» **Aufgabe A**
Zähle, in wie vielen Zeilen der Einträge die Zeichenfolge „hair“ vorkommt, und gib nur diese Zahl an.

» **Textausschnitt**
"""
Hellseher, Psychopath und Drogenpapst

Temporeicher und eigenwilliger kommt die schwarze Komödie „7 Psychopaths“ von Martin McDonagh daher, die 2012 auch schon regulär im österreichischen Kino zu sehen war und von der Viennale erneut gezeigt wird. An der Seite von Woody Harrelson und Colin Farrell spielt Walken hier den polnischstämmigen Quäker Hans Kieslowski (eine Anspielung auf Regisseur Krzysztof Kieslowski), der davon lebt, die Hunde anderer Leute zu entführen, um als angeblich ehrlicher Finder die ausgesetzte Belohnung zu kassieren.

Hans wirkt sanft, nachdenklich, gütig, doch hinter seinem altmodischen Seidenschal verbirgt sich eine tiefe Narbe, quer über den Hals. Auch er ist einer der „Psychos“ aus dem Filmtitel – ein Eiferer, der sein früheres Leben der Rache verschrieben hatte. In der unterhaltsamsten Szene dieses durchwegs unterhaltsamen Films sitzt Hans halluzinogene Kakteen kauend an einem Lagerfeuer und räsoniert: „Ich glaube, ich hätte einen super Papst abgegeben.“ Und seltsamer Weise hat er wohl recht.

Christopher Walken mit Hund in "7 Psychopaths"

Viennale

Walken als kultivierter Hundeentführer in „7 Psychopaths“ (2012)

Wer allerdings einen wirklich wunderbaren Hauptdarsteller Walken in einem ebenso wunderbaren Film erleben will, sollte sich bei der Viennale für „The Dead Zone“ (1983) entscheiden: In diesem atmosphärisch dichten, kanadischen Thriller von David Cronenberg ist Walken als ehemaliger Komapatient zu sehen, der von Visionen geplagt wird, von Szenen aus der Vergangenheit, aber auch von Zukunftsvisionen, in denen er drohendes Unheil voraussieht, sobald er den Körper eines anderen Menschen berührt. Das hier ist wirklich eine Paraderolle für den zugleich in sich versunken und nervös wirkenden Schauspieler.
"""
» **Bereitgestelltes Material**
"""
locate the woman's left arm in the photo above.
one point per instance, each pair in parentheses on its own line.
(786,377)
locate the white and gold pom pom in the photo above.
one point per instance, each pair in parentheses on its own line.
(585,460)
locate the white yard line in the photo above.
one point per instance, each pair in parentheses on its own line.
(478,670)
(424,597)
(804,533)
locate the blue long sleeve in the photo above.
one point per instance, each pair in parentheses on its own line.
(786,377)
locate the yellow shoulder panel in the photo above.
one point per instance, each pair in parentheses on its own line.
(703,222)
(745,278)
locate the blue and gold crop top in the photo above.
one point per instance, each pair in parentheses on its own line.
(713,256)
"""
"""
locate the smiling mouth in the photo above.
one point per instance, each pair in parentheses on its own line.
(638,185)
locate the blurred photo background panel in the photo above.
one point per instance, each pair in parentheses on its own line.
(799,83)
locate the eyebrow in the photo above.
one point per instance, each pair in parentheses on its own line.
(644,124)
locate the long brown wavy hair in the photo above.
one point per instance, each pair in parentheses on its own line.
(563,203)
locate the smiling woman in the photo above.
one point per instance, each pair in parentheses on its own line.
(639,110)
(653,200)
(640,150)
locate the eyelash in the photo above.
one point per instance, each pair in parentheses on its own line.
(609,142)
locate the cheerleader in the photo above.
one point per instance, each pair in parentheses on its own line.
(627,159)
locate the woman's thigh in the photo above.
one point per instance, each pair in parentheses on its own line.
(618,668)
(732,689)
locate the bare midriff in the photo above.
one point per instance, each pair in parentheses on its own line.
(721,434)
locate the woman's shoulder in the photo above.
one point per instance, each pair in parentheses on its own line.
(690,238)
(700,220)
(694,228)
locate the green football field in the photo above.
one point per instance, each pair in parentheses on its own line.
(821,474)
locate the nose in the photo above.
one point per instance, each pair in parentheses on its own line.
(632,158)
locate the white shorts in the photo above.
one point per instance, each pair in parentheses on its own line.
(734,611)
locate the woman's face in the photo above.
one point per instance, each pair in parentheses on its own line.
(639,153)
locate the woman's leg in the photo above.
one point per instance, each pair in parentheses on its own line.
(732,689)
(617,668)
"""
"""
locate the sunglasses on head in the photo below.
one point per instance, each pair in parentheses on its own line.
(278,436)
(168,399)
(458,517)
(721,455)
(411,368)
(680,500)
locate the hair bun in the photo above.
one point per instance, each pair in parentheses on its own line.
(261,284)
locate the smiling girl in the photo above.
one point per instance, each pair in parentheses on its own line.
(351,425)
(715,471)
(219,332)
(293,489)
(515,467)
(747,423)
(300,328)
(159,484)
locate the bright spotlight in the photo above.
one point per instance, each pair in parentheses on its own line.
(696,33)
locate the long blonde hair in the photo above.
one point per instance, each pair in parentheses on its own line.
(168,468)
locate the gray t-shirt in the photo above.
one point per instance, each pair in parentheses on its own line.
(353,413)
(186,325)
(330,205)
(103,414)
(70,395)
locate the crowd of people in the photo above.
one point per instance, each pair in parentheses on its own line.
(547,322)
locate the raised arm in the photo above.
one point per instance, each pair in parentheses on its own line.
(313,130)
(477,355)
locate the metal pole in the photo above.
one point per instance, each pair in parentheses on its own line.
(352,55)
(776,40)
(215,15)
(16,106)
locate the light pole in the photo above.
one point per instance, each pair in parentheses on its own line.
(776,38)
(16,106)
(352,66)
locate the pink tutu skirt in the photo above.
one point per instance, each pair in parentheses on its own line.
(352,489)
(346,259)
"""
» **Aufgabe B**
Welche Figur verkörpert Walken laut dem Textausschnitt in „7 Psychopaths“?

» **Antwort A**
3

» **Antwort B**
Den polnischstämmigen Quäker Hans Kieslowski.